— start TEXT —

Skip to content

RegrSXX

Overview

The RegrSXX expression computes the sum of squares of the independent variable in linear regression analysis. It is an aggregate function that calculates the sum of squared deviations of the X values from their mean, which is used as a building block for regression statistics.

Syntax

REGR_SXX(y, x)
// DataFrame API usage
df.agg(expr("regr_sxx(y_column, x_column)"))

Arguments

Argument Type Description
left (y) DoubleType The dependent variable (Y values) - used for null filtering
right (x) DoubleType The independent variable (X values) - the variable for which sum of squares is calculated

Return Type

DoubleType - Returns a double precision floating point number representing the sum of squares of the X values.

— end TEXT —
— start DATA LISTING —

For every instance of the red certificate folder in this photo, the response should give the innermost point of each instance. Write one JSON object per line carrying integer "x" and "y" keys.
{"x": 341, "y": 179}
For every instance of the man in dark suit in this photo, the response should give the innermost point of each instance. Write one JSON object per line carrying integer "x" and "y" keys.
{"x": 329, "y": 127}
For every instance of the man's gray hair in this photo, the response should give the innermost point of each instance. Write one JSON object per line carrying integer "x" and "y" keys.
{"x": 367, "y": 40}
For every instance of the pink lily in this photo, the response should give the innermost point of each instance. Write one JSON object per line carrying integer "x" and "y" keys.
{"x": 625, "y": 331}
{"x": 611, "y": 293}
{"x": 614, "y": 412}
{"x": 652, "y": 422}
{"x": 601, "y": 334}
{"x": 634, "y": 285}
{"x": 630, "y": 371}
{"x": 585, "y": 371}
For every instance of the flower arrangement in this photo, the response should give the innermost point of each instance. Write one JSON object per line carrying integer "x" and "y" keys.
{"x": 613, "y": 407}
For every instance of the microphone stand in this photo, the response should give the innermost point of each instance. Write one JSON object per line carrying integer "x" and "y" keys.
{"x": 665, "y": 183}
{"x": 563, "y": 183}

— end DATA LISTING —

▸ STATED TASK:
In the RegrSXX reference page, what is the left (y) argument used for?

▸ TASK RESPONSE:
It is the dependent variable (Y values), used for null filtering.